=== Task description ===
Please count the lines in the rows below that contain the string "blonde". Case counts, and the reply should be the number alone.

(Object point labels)
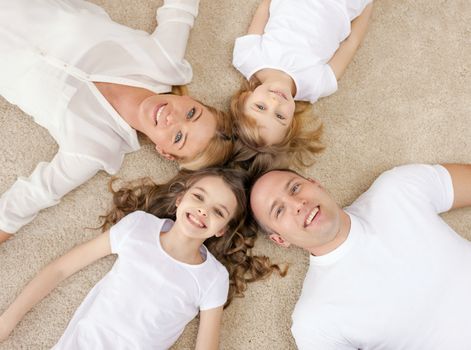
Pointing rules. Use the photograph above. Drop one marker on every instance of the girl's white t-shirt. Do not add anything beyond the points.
(148, 297)
(300, 37)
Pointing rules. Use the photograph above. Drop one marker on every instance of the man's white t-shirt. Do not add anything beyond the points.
(299, 39)
(148, 297)
(401, 280)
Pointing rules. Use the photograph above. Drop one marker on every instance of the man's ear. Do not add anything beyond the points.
(164, 154)
(315, 182)
(178, 200)
(221, 232)
(279, 240)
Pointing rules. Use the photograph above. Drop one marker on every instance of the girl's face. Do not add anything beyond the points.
(180, 127)
(206, 208)
(272, 107)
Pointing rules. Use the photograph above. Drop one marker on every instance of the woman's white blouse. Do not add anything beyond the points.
(51, 52)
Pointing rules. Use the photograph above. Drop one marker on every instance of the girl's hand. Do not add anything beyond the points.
(5, 328)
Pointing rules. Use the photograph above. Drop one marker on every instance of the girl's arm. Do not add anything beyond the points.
(260, 18)
(349, 46)
(208, 331)
(49, 277)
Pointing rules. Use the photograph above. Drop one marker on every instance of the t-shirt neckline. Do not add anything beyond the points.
(339, 252)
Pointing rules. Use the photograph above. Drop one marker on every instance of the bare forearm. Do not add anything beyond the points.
(208, 331)
(210, 343)
(39, 287)
(360, 26)
(461, 178)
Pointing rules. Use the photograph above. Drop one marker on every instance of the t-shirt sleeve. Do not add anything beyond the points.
(216, 295)
(245, 55)
(430, 184)
(122, 229)
(175, 20)
(328, 82)
(307, 339)
(314, 82)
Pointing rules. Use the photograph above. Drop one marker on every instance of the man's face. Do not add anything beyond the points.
(179, 126)
(297, 210)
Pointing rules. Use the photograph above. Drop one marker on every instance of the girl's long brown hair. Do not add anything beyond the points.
(233, 249)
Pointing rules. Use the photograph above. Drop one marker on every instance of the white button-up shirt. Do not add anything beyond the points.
(51, 52)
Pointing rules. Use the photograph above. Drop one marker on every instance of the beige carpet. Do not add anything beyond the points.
(404, 98)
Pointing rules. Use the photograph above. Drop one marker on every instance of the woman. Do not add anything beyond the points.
(93, 83)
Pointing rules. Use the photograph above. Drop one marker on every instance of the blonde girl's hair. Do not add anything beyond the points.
(298, 147)
(233, 249)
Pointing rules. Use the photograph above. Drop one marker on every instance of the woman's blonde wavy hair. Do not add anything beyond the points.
(299, 146)
(233, 249)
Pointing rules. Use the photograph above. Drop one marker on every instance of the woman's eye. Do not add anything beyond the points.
(295, 188)
(278, 211)
(178, 137)
(191, 113)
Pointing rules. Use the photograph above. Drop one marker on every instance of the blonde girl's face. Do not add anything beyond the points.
(206, 208)
(272, 107)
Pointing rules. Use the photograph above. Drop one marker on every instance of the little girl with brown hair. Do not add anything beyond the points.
(180, 251)
(294, 51)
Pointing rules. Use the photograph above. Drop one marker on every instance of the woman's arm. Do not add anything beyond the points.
(260, 18)
(208, 331)
(461, 179)
(44, 188)
(344, 54)
(49, 277)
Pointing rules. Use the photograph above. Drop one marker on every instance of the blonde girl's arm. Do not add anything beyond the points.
(344, 54)
(50, 276)
(208, 330)
(260, 18)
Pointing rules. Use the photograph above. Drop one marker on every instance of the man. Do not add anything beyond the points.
(386, 272)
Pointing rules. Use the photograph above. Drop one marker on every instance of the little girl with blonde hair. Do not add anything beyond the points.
(294, 51)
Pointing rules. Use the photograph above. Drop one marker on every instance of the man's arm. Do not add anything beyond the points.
(349, 46)
(260, 18)
(208, 331)
(461, 179)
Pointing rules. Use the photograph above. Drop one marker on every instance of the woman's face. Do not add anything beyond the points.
(179, 126)
(206, 208)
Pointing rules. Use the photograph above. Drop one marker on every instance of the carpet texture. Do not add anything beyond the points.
(405, 98)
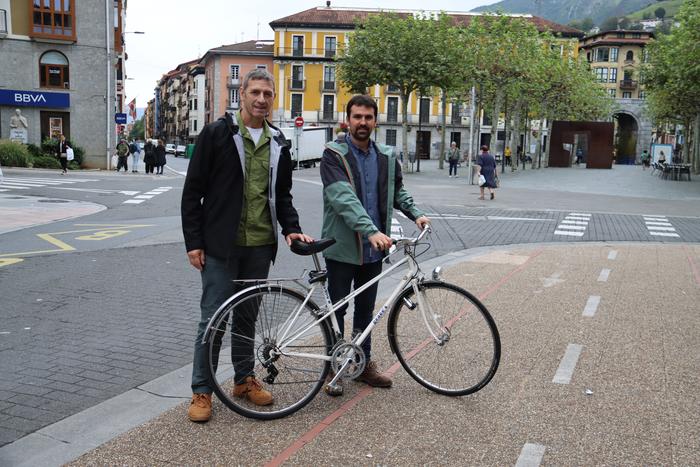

=== The completed task ===
5